======== TEXT SEGMENT ========

In the previous article [A Closer Look at the Evolution of Databases](https://xx/A Close Look at the Evolution of Databases), we introduced how databases have continuously evolved in response to growing demands and increasing data volumes. However, in today’s digital era, data is growing at an exponential scale. Traditional database technologies can no longer meet the requirements of this magnitude in terms of storage and query capabilities. This gave rise to Big Data technologies.
Big Data is not a single system or tool, but rather a technology ecosystem that encompasses storage, computing, and querying. These three components work together to enable effective use of massive datasets, making Big Data a key driver for social progress and enterprise innovation.
Characteristics of Big Data
With the rapid growth of mobile devices and IoT, data is generated 24/7, leading to exponential growth. Such data often has the following characteristics:
- Volume: From terabytes (TB) to petabytes (PB), and even exabytes (EB).
- Variety: A mix of structured, semi-structured, and unstructured data.
- Velocity: Requires fast ingestion and real-time response with ever-lower latency.
- Cost: Storage and computing must scale at controllable hardware costs.
These challenges make traditional databases insufficient, requiring an entirely new set of solutions. Below, we break it down into storage, computing, and querying.

========

--- DIRECTIVE ---
Reproduce the big data overview above in full, word for word.

======== GIVEN RECORDS ========

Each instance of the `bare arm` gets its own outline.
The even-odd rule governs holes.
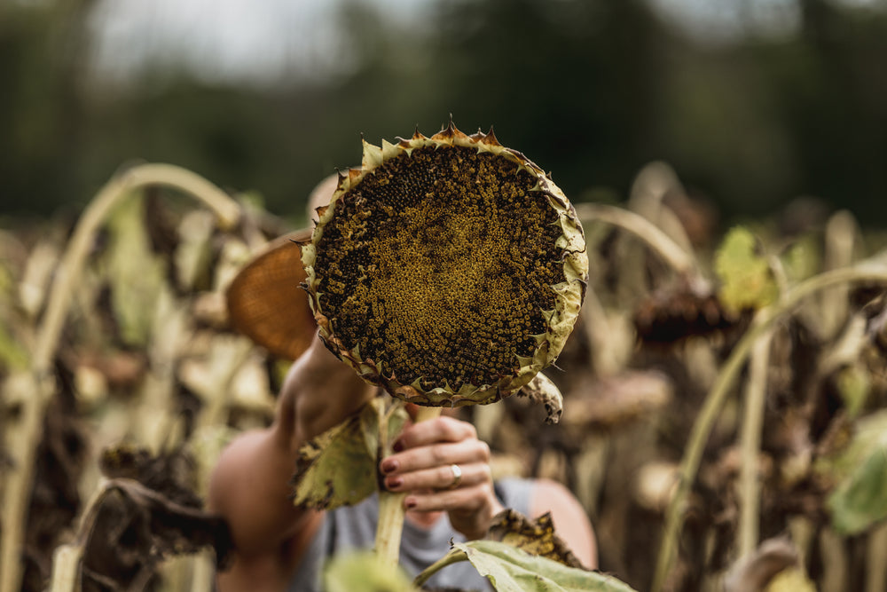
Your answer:
[[[591,520],[569,489],[556,481],[539,479],[530,501],[530,510],[531,518],[551,512],[554,532],[577,559],[587,569],[598,568],[598,546]]]
[[[209,508],[227,520],[235,547],[235,564],[223,579],[234,580],[253,572],[263,580],[275,566],[287,574],[319,524],[318,513],[300,510],[290,501],[289,481],[298,450],[359,409],[373,394],[373,387],[315,335],[287,375],[273,423],[237,438],[213,471]],[[255,589],[257,582],[252,583]]]

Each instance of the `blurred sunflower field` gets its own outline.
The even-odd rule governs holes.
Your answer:
[[[563,416],[472,407],[494,472],[568,485],[602,571],[639,590],[883,589],[884,238],[836,211],[701,248],[706,210],[663,162],[577,213]],[[232,331],[224,290],[287,230],[147,163],[73,224],[4,233],[4,590],[212,589],[230,541],[208,472],[271,421],[287,365]]]

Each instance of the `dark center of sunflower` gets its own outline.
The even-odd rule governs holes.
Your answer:
[[[387,161],[336,204],[315,270],[334,334],[403,384],[492,384],[546,331],[557,214],[516,162],[471,148]]]

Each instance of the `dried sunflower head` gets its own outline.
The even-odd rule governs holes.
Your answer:
[[[302,248],[320,336],[367,381],[431,406],[512,394],[561,352],[585,294],[563,193],[491,132],[452,122],[341,174]]]

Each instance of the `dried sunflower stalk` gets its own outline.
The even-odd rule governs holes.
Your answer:
[[[588,272],[576,212],[549,176],[491,132],[450,122],[341,174],[305,288],[326,346],[420,405],[506,397],[552,364]]]

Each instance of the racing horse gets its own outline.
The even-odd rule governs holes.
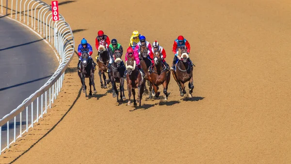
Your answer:
[[[89,85],[90,85],[90,93],[89,95],[92,95],[92,91],[91,86],[93,86],[94,93],[97,93],[97,91],[95,88],[95,83],[94,83],[94,66],[89,58],[89,53],[87,49],[82,49],[82,59],[80,64],[80,70],[78,70],[78,74],[80,77],[82,86],[83,87],[83,92],[85,93],[85,96],[87,97],[87,86],[85,84],[85,78],[89,78]]]
[[[165,100],[168,100],[169,94],[167,91],[168,90],[168,86],[170,82],[171,73],[170,71],[167,69],[167,67],[162,62],[162,57],[161,53],[159,51],[156,51],[154,53],[154,66],[153,71],[150,73],[150,79],[153,85],[153,88],[155,91],[156,97],[159,97],[160,92],[159,90],[159,86],[162,84],[163,87],[163,93],[165,94]],[[151,93],[151,91],[150,90]]]
[[[186,94],[184,84],[189,81],[188,86],[189,88],[189,97],[192,97],[193,92],[193,67],[192,64],[188,61],[189,56],[187,53],[187,50],[183,49],[181,50],[180,56],[181,60],[179,60],[176,64],[176,71],[172,70],[172,73],[174,79],[177,82],[180,90],[180,95],[182,97]]]
[[[106,43],[102,40],[99,42],[99,47],[98,47],[98,52],[100,53],[98,57],[98,67],[99,72],[98,74],[100,76],[100,82],[101,83],[101,88],[107,88],[107,84],[106,84],[106,76],[105,73],[107,73],[108,70],[108,64],[110,60],[109,53],[106,48]],[[96,58],[97,59],[97,58]],[[103,75],[103,80],[104,80],[104,84],[103,84],[101,75]]]
[[[149,90],[150,91],[152,90],[152,87],[151,82],[149,80],[149,78],[150,78],[149,73],[148,73],[148,68],[150,66],[150,64],[151,63],[151,60],[149,58],[149,56],[148,55],[147,53],[147,48],[146,45],[143,45],[140,48],[140,54],[139,54],[139,58],[140,58],[140,63],[142,69],[144,71],[145,73],[146,80],[147,80],[147,85],[149,86]],[[147,89],[146,89],[146,86],[145,84],[145,92],[146,93],[148,92]],[[151,93],[149,94],[149,98],[151,99],[152,98]]]
[[[113,97],[116,97],[117,102],[118,101],[118,91],[116,87],[116,83],[119,83],[119,90],[120,91],[120,101],[123,101],[125,99],[124,95],[124,72],[125,71],[125,66],[121,59],[122,54],[120,51],[115,51],[114,52],[114,62],[111,65],[110,72],[110,80],[112,84],[112,92]],[[117,96],[116,96],[117,94]]]
[[[128,90],[129,91],[129,101],[128,105],[131,104],[130,98],[131,91],[133,94],[133,105],[137,106],[136,102],[139,103],[141,106],[143,93],[145,89],[145,82],[142,75],[142,73],[138,70],[135,60],[133,57],[129,57],[126,62],[126,69],[128,73],[126,75],[126,82],[127,83]],[[135,89],[137,89],[138,95],[136,101],[135,100]]]

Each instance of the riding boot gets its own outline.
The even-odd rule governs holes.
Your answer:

========

--- CORRECT ANSWER ---
In the previous article [A Closer Look at the Evolution of Databases](https://xx/A Close Look at the Evolution of Databases), we introduced how databases have continuously evolved in response to growing demands and increasing data volumes. However, in today’s digital era, data is growing at an exponential scale. Traditional database technologies can no longer meet the requirements of this magnitude in terms of storage and query capabilities. This gave rise to Big Data technologies.
Big Data is not a single system or tool, but rather a technology ecosystem that encompasses storage, computing, and querying. These three components work together to enable effective use of massive datasets, making Big Data a key driver for social progress and enterprise innovation.
Characteristics of Big Data
With the rapid growth of mobile devices and IoT, data is generated 24/7, leading to exponential growth. Such data often has the following characteristics:
- Volume: From terabytes (TB) to petabytes (PB), and even exabytes (EB).
- Variety: A mix of structured, semi-structured, and unstructured data.
- Velocity: Requires fast ingestion and real-time response with ever-lower latency.
- Cost: Storage and computing must scale at controllable hardware costs.
These challenges make traditional databases insufficient, requiring an entirely new set of solutions. Below, we break it down into storage, computing, and querying.